- Brief -
Find every line in the listing that contains the word "white", and copy each one.

- Information supplied -
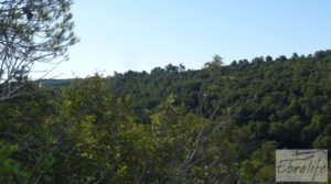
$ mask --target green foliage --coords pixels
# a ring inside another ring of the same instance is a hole
[[[31,84],[0,102],[0,183],[273,183],[276,149],[331,148],[330,59]]]

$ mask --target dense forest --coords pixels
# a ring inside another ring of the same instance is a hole
[[[331,149],[330,50],[20,90],[0,101],[0,183],[275,183],[276,149]]]

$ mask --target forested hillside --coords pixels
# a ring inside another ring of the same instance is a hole
[[[0,183],[275,183],[276,149],[331,149],[331,51],[64,82],[0,101]]]

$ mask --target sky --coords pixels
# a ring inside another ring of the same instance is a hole
[[[330,0],[75,0],[81,42],[50,78],[105,76],[171,63],[199,69],[331,48]],[[36,68],[41,67],[36,65]]]

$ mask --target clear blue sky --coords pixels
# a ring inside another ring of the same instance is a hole
[[[76,0],[73,14],[81,42],[49,77],[331,48],[330,0]]]

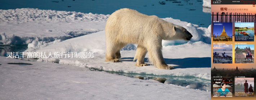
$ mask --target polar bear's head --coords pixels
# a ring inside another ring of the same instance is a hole
[[[193,36],[191,34],[184,28],[179,26],[175,26],[173,28],[175,31],[175,39],[182,39],[185,41],[190,40]]]
[[[178,25],[175,25],[171,28],[172,33],[168,33],[169,38],[168,40],[184,40],[185,41],[190,40],[193,36],[191,34],[184,28]]]

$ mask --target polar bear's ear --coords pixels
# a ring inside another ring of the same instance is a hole
[[[173,30],[175,31],[176,31],[176,27],[175,27],[175,26],[173,26]]]

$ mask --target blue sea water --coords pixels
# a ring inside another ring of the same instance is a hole
[[[147,15],[171,17],[207,28],[211,24],[210,14],[202,11],[202,0],[0,0],[0,9],[33,8],[107,15],[129,8]]]

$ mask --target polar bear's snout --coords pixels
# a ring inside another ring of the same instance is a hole
[[[190,40],[191,38],[192,38],[192,37],[193,37],[193,36],[189,31],[187,31],[187,32],[186,33],[187,35],[186,35],[186,36],[187,36],[187,37],[186,38],[186,39],[187,41]]]

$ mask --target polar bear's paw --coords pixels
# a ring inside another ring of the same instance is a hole
[[[118,59],[112,59],[110,60],[106,60],[105,61],[106,62],[119,62],[119,60]]]
[[[138,67],[141,67],[141,66],[147,66],[147,64],[136,64],[136,65]]]
[[[173,66],[167,66],[166,68],[165,68],[165,69],[167,70],[171,70],[171,69],[174,69],[174,68]]]
[[[113,62],[119,62],[119,60],[118,59],[113,59],[111,60],[111,61]]]

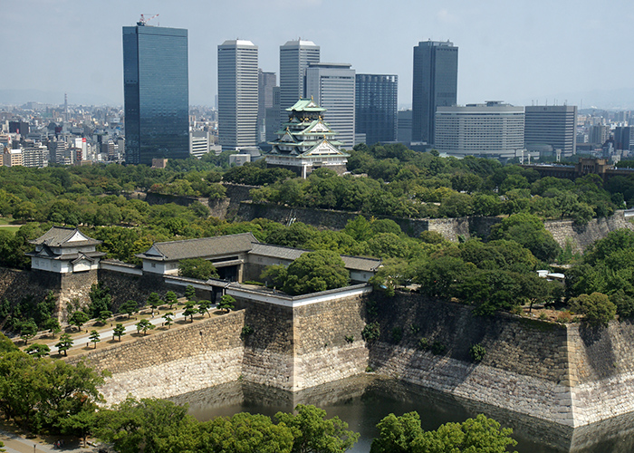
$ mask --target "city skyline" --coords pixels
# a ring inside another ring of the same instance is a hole
[[[80,0],[14,2],[3,11],[0,36],[14,43],[4,56],[14,65],[29,62],[29,70],[5,72],[0,94],[39,90],[54,94],[59,103],[69,92],[72,104],[100,103],[87,101],[92,97],[121,105],[120,27],[133,25],[141,13],[158,13],[150,24],[189,31],[192,105],[214,105],[216,48],[239,37],[258,46],[260,67],[278,77],[280,45],[298,38],[317,43],[322,62],[349,63],[360,73],[397,74],[401,106],[411,103],[411,49],[428,39],[450,40],[460,48],[459,104],[567,101],[585,108],[592,98],[623,91],[625,98],[598,107],[634,106],[634,82],[628,78],[634,63],[622,59],[620,44],[633,34],[630,3],[616,2],[619,14],[603,14],[590,1],[569,0],[406,1],[399,6],[357,0],[238,0],[231,5],[114,0],[107,7]]]

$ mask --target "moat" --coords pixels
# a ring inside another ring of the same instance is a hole
[[[356,376],[299,392],[288,392],[244,381],[222,384],[171,399],[188,403],[189,412],[199,420],[237,412],[291,411],[297,404],[314,404],[328,418],[338,416],[350,429],[361,434],[351,450],[367,453],[376,424],[386,415],[416,410],[425,429],[436,429],[484,413],[514,429],[519,453],[630,452],[634,449],[634,413],[572,429],[486,404],[404,384],[372,375]]]

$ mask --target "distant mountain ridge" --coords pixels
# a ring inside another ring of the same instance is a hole
[[[0,105],[23,105],[26,102],[63,105],[63,92],[43,90],[0,90]],[[122,105],[121,101],[99,93],[68,93],[68,102],[72,105]]]

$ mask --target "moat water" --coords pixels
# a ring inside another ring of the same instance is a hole
[[[484,413],[504,427],[512,428],[519,453],[629,453],[634,451],[634,414],[617,417],[572,429],[495,406],[454,398],[441,392],[394,380],[358,376],[291,393],[262,385],[232,382],[172,399],[188,403],[199,420],[238,412],[274,416],[290,412],[297,404],[314,404],[338,416],[349,429],[360,433],[350,450],[367,453],[378,434],[376,424],[386,415],[416,410],[425,429],[449,421],[462,422]]]

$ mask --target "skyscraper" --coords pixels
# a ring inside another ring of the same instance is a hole
[[[323,119],[342,146],[354,146],[355,73],[351,64],[315,63],[306,70],[306,98],[326,109]]]
[[[189,156],[187,31],[123,27],[126,162]]]
[[[492,101],[436,111],[434,147],[451,156],[509,159],[524,149],[524,107]]]
[[[304,82],[306,69],[319,63],[320,47],[312,41],[289,41],[280,46],[280,109],[283,121],[286,120],[286,111],[298,100],[306,96]]]
[[[571,157],[577,151],[577,107],[574,105],[532,105],[525,108],[526,149],[550,151]]]
[[[458,48],[450,42],[414,47],[412,140],[434,142],[436,109],[457,101]]]
[[[255,146],[257,46],[251,41],[218,45],[218,142],[223,150]]]
[[[355,90],[355,133],[369,145],[396,141],[399,76],[357,74]]]
[[[258,92],[257,92],[257,140],[258,142],[266,141],[266,110],[271,109],[274,103],[274,88],[277,85],[275,72],[264,72],[257,70]],[[275,127],[279,127],[275,124]]]

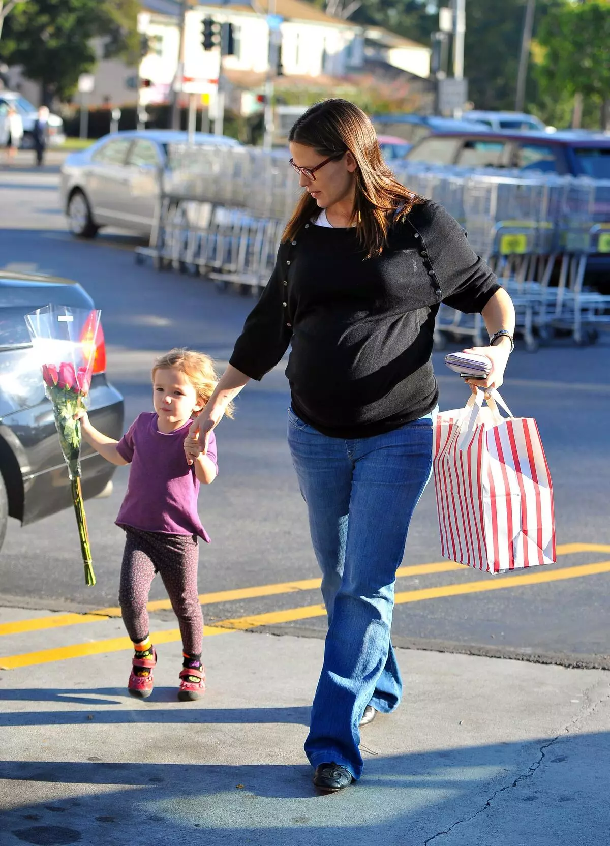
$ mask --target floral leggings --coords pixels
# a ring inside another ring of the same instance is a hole
[[[118,602],[129,637],[140,643],[149,634],[146,602],[152,580],[159,573],[178,618],[184,652],[201,655],[203,616],[197,594],[197,536],[124,528]]]

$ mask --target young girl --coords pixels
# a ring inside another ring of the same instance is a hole
[[[189,436],[192,418],[205,406],[217,377],[207,355],[172,349],[152,368],[154,414],[145,411],[120,441],[102,435],[81,416],[83,437],[113,464],[131,464],[117,525],[126,535],[118,600],[135,654],[128,689],[150,696],[157,651],[151,642],[146,602],[161,574],[178,617],[184,662],[178,698],[198,699],[205,690],[201,663],[203,618],[197,591],[198,537],[210,542],[197,514],[200,484],[218,472],[216,442],[207,454]],[[228,416],[232,416],[231,409]]]

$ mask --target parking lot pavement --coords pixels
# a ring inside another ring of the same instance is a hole
[[[123,651],[0,671],[2,846],[605,846],[607,672],[399,650],[404,700],[363,729],[362,779],[320,796],[302,746],[321,641],[207,634],[200,702],[175,698],[177,643],[146,700]]]

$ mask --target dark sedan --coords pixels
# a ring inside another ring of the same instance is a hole
[[[71,506],[70,485],[51,403],[45,397],[24,316],[49,303],[93,309],[76,283],[0,271],[0,546],[8,517],[23,525]],[[96,351],[89,415],[111,437],[123,434],[123,398],[106,378],[106,347]],[[82,450],[85,498],[109,486],[115,470],[86,444]]]

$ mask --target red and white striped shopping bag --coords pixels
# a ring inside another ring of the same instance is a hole
[[[484,398],[480,389],[436,418],[441,554],[488,573],[554,563],[552,486],[536,420],[513,417],[497,391],[486,408]]]

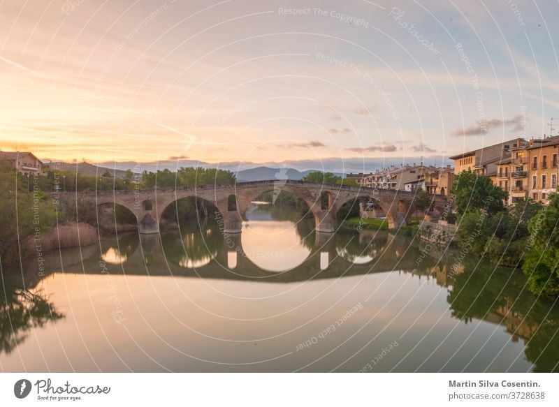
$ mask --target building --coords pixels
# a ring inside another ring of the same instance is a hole
[[[23,175],[43,175],[43,162],[29,151],[0,151],[0,161],[8,161]]]
[[[354,174],[349,172],[345,177],[346,179],[355,179],[355,181],[361,186],[372,187],[372,172],[368,174],[363,174],[363,172],[358,172]]]
[[[420,178],[404,184],[405,191],[425,190],[425,178]]]
[[[546,204],[549,194],[557,191],[558,156],[556,135],[530,141],[516,138],[451,158],[455,161],[455,174],[470,170],[489,177],[509,193],[509,205],[525,198]]]
[[[548,202],[549,194],[557,192],[559,136],[530,140],[525,149],[528,165],[528,196]]]
[[[416,165],[415,163],[413,165],[391,166],[377,170],[371,176],[371,186],[382,189],[406,191],[406,184],[420,180],[424,181],[426,175],[434,170],[434,167],[423,164]],[[423,184],[423,182],[421,184]]]
[[[426,189],[429,193],[447,195],[454,184],[454,168],[450,165],[437,168],[426,181]]]
[[[499,163],[511,156],[512,149],[522,147],[526,143],[523,138],[514,138],[449,157],[454,161],[454,174],[470,170],[480,175],[495,177]]]

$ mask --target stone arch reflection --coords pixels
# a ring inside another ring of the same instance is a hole
[[[248,260],[265,271],[291,269],[310,255],[314,216],[305,201],[286,191],[255,197],[245,212],[241,235]]]
[[[136,250],[138,237],[136,234],[125,235],[114,238],[101,244],[101,258],[103,261],[112,265],[124,263]]]
[[[336,253],[346,261],[364,265],[385,252],[388,236],[382,232],[339,230],[335,237]]]
[[[165,257],[173,264],[196,269],[210,263],[223,246],[224,237],[215,219],[182,225],[161,234]]]

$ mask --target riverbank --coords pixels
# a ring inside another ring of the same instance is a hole
[[[98,241],[97,229],[88,223],[69,222],[55,226],[50,232],[29,236],[19,244],[16,243],[12,250],[8,251],[3,259],[7,266],[15,266],[20,259],[36,257],[39,263],[43,255],[59,249],[68,249],[88,246]]]
[[[340,228],[350,230],[398,230],[400,232],[412,233],[416,232],[421,219],[412,217],[407,225],[395,229],[389,228],[389,222],[386,218],[350,218],[340,224]]]

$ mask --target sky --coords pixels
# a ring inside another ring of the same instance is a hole
[[[559,2],[0,0],[0,149],[369,171],[559,134]]]

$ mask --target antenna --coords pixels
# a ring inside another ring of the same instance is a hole
[[[553,117],[551,117],[549,119],[549,137],[553,135],[553,130],[555,130],[555,127],[553,127]]]

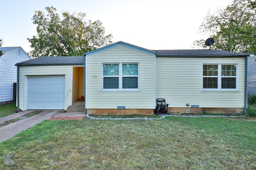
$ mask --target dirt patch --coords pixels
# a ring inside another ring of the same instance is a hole
[[[16,118],[8,120],[7,121],[6,121],[4,122],[3,122],[2,123],[0,124],[0,127],[3,127],[4,126],[6,126],[6,125],[8,125],[11,123],[14,123],[16,121],[19,121],[21,120],[27,118],[28,117],[31,117],[31,116],[34,116],[38,113],[39,113],[42,112],[42,111],[33,111],[31,113],[26,114],[26,115],[24,115],[23,116],[20,116],[18,117],[16,117]]]

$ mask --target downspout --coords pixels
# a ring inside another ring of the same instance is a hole
[[[17,66],[17,96],[16,100],[17,100],[17,110],[16,112],[19,112],[20,111],[20,67]]]
[[[87,98],[86,97],[86,90],[85,89],[85,57],[86,56],[85,53],[83,54],[83,56],[84,56],[84,114],[86,114],[87,113],[87,110],[86,107],[86,99]]]
[[[245,57],[245,74],[244,75],[244,113],[246,113],[247,108],[247,59]]]

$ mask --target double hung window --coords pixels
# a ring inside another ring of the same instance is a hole
[[[238,89],[238,64],[204,64],[203,89],[232,90]]]
[[[138,63],[103,63],[103,90],[136,91],[139,89]]]

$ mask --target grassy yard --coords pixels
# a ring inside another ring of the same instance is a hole
[[[16,109],[15,103],[0,106],[0,118],[15,113]]]
[[[254,169],[256,121],[44,121],[0,143],[18,169]]]

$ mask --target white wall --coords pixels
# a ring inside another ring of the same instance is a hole
[[[154,56],[122,45],[87,57],[88,109],[154,109]],[[102,91],[102,63],[138,63],[140,91]]]
[[[15,64],[31,59],[21,47],[4,52],[0,57],[0,102],[13,100],[13,83],[17,82]]]
[[[74,66],[20,66],[20,109],[27,109],[26,76],[28,75],[64,75],[65,108],[72,105],[72,69]]]
[[[156,57],[156,97],[171,107],[244,107],[244,57]],[[238,91],[205,91],[203,64],[238,64]]]

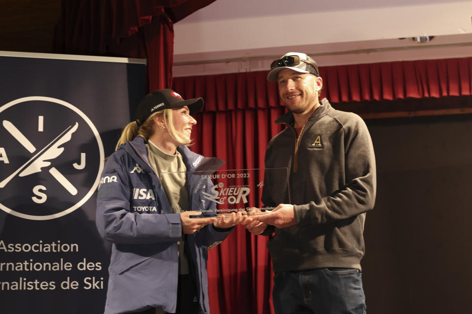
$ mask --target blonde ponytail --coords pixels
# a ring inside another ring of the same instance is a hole
[[[154,122],[154,118],[159,115],[163,116],[164,125],[169,131],[169,134],[174,139],[179,143],[180,145],[187,146],[191,145],[190,141],[186,141],[179,136],[178,133],[176,131],[175,128],[174,127],[174,122],[172,120],[172,109],[167,108],[151,114],[146,122],[143,123],[143,125],[139,128],[136,122],[133,121],[128,123],[123,129],[123,131],[121,132],[121,135],[119,137],[119,139],[118,140],[115,150],[118,150],[120,145],[124,144],[126,142],[126,141],[131,141],[136,136],[141,136],[147,141],[154,132],[154,128],[156,125]]]

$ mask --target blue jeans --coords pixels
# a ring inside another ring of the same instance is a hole
[[[277,271],[275,314],[365,314],[360,272],[352,268]]]

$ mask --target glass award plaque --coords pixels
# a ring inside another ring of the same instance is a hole
[[[283,195],[284,201],[280,203],[290,204],[288,171],[287,168],[213,170],[199,167],[185,173],[188,185],[186,189],[191,195],[188,208],[182,208],[181,210],[202,211],[200,217],[216,214],[217,218],[238,211],[245,212],[245,212],[266,213],[274,208],[263,207],[261,200],[265,184],[276,186],[276,193]],[[180,176],[183,174],[179,173]],[[177,175],[162,173],[160,178],[163,185],[171,184],[169,179]],[[272,190],[271,188],[265,193],[271,193]],[[259,210],[253,212],[255,211],[253,208],[260,209],[262,212]]]

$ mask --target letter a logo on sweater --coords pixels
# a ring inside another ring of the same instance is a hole
[[[323,148],[323,143],[321,141],[321,135],[318,134],[316,136],[315,141],[311,144],[311,146],[317,148]]]

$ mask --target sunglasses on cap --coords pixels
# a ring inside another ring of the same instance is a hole
[[[270,64],[270,70],[273,70],[276,68],[280,67],[293,67],[300,64],[300,62],[304,62],[307,64],[309,64],[315,68],[316,67],[315,65],[308,61],[308,60],[302,59],[297,55],[287,55],[282,59],[276,60]]]

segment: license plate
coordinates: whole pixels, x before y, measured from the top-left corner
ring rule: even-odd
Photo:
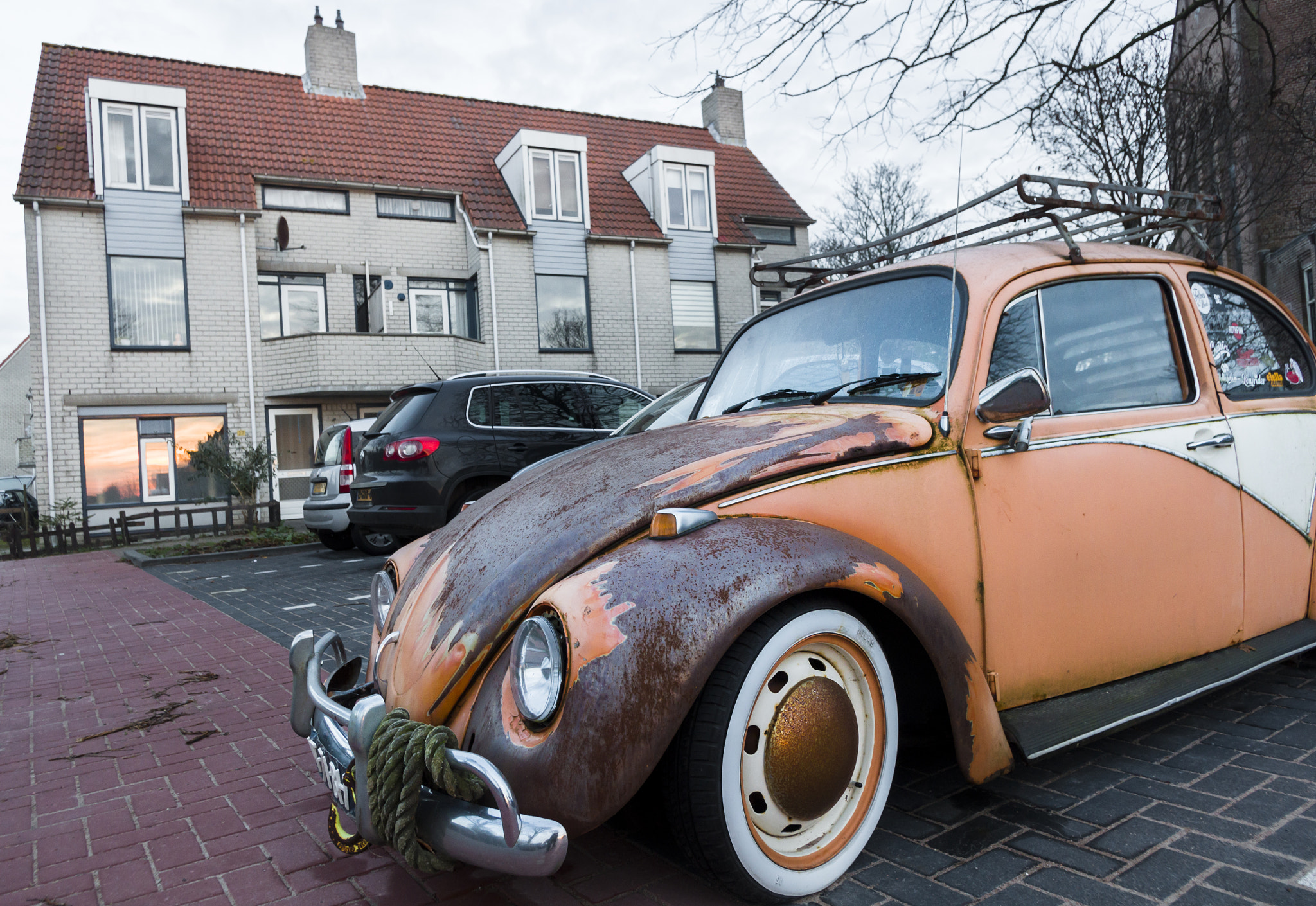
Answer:
[[[357,790],[353,789],[355,784],[351,782],[351,777],[347,776],[350,765],[345,768],[334,761],[334,757],[316,741],[315,736],[307,741],[311,743],[311,755],[315,756],[316,766],[320,768],[320,777],[324,778],[329,795],[333,797],[333,801],[338,803],[340,809],[346,811],[349,815],[355,815]]]

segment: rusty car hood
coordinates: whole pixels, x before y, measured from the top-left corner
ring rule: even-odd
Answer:
[[[445,720],[536,597],[642,531],[655,510],[932,437],[913,410],[841,403],[686,421],[540,466],[417,543],[384,627],[400,631],[380,665],[390,707]]]

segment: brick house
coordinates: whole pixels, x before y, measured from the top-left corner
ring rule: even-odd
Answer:
[[[320,429],[432,367],[659,392],[776,300],[755,255],[807,254],[721,83],[694,128],[363,87],[318,16],[305,59],[42,47],[14,196],[42,506],[199,500],[188,450],[220,431],[270,440],[297,515]]]

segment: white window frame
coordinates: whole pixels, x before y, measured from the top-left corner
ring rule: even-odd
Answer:
[[[536,186],[534,186],[534,161],[536,161],[536,158],[538,158],[541,161],[545,159],[545,158],[547,158],[547,161],[549,161],[549,183],[550,183],[550,192],[549,194],[550,194],[550,196],[553,199],[553,212],[551,213],[542,213],[536,207],[536,200],[534,200],[536,199],[536,191],[534,191],[536,190]],[[575,175],[576,175],[576,198],[575,198],[575,200],[576,200],[576,216],[574,216],[574,217],[562,213],[562,180],[559,179],[559,173],[561,173],[561,167],[562,167],[563,162],[570,163],[575,169]],[[528,194],[526,207],[530,209],[530,213],[537,220],[563,220],[563,221],[567,221],[567,223],[576,223],[576,224],[580,223],[580,221],[583,221],[584,220],[584,192],[583,192],[582,186],[580,186],[580,155],[576,151],[555,151],[555,150],[553,150],[550,147],[532,147],[528,163],[529,163],[529,167],[528,167],[528,170],[529,170],[528,179],[529,179],[529,188],[530,188],[530,191]]]
[[[87,107],[87,125],[91,130],[91,134],[88,136],[89,141],[87,142],[87,157],[91,171],[89,175],[95,182],[96,195],[104,196],[105,194],[104,105],[113,104],[120,107],[145,107],[168,109],[174,113],[174,165],[176,167],[174,174],[175,188],[166,190],[164,187],[155,187],[151,191],[179,192],[183,196],[183,203],[187,204],[191,199],[191,188],[187,174],[187,90],[171,86],[143,84],[141,82],[87,79],[84,97]],[[141,146],[141,109],[138,109],[138,154],[145,155],[145,149]],[[145,167],[146,163],[143,161],[138,166],[139,182]],[[111,186],[111,188],[114,187]],[[141,186],[133,186],[133,188],[141,188]]]

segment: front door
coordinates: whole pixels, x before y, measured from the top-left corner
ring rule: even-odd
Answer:
[[[1307,342],[1271,303],[1188,275],[1220,379],[1242,485],[1244,639],[1307,615],[1316,494],[1316,375]]]
[[[600,435],[579,386],[569,381],[494,385],[494,416],[499,461],[512,471]]]
[[[1209,442],[1228,424],[1173,287],[1071,280],[988,313],[975,388],[1036,367],[1051,394],[1024,452],[976,420],[966,432],[980,450],[984,660],[1005,707],[1240,639],[1238,467]]]
[[[283,519],[301,519],[301,506],[311,496],[311,465],[320,437],[320,410],[270,410],[272,496]]]

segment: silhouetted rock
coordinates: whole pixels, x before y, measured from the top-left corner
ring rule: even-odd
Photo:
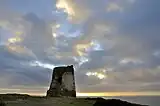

- Result of this exercise -
$ mask --target red and white striped shopping bag --coords pixels
$ mask --target white wall --coords pixels
segment: white window frame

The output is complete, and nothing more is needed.